--- Excerpted data Enclosed Below ---

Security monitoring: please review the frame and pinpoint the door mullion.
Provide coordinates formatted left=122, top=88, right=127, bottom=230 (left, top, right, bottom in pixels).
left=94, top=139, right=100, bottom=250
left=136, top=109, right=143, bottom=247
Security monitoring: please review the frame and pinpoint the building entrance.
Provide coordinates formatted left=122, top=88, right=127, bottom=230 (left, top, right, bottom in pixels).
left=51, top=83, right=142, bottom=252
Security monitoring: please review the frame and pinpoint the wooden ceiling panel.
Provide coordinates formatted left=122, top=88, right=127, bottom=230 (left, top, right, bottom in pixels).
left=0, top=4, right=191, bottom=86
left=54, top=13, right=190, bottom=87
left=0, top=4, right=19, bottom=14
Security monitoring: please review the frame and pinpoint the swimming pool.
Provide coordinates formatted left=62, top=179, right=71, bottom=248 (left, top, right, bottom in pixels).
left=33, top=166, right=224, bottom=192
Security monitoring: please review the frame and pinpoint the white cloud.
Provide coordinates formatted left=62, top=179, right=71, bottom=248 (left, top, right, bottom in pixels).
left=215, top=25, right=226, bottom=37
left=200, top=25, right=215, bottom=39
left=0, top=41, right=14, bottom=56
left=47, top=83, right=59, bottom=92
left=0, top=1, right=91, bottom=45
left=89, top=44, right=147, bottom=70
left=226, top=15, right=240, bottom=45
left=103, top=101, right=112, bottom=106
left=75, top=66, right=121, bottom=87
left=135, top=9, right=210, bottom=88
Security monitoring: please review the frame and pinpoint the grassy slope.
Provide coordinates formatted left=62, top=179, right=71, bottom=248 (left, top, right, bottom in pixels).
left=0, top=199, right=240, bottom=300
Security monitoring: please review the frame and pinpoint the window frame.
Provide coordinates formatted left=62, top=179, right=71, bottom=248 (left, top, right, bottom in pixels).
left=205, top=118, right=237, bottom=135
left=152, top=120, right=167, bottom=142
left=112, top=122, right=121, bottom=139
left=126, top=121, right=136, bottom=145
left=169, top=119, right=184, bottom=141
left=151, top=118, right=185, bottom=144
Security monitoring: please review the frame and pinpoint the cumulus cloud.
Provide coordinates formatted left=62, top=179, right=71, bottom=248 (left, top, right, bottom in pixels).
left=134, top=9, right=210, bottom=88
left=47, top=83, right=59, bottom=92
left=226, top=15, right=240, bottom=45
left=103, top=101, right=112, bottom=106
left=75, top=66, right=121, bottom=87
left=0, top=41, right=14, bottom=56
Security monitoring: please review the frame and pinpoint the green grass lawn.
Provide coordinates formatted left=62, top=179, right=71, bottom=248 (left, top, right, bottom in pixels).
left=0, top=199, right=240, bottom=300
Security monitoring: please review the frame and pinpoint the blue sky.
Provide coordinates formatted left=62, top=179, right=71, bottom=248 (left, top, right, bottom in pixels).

--- End of Enclosed Excerpted data ---

** Exercise brief **
Collect each line of the entries that has the word "cloud", copying it in full.

** Result for this task **
Security monitoring: please review the frame and pinpoint the white cloud.
Security monitoring: please review the frame and pinpoint the cumulus cloud.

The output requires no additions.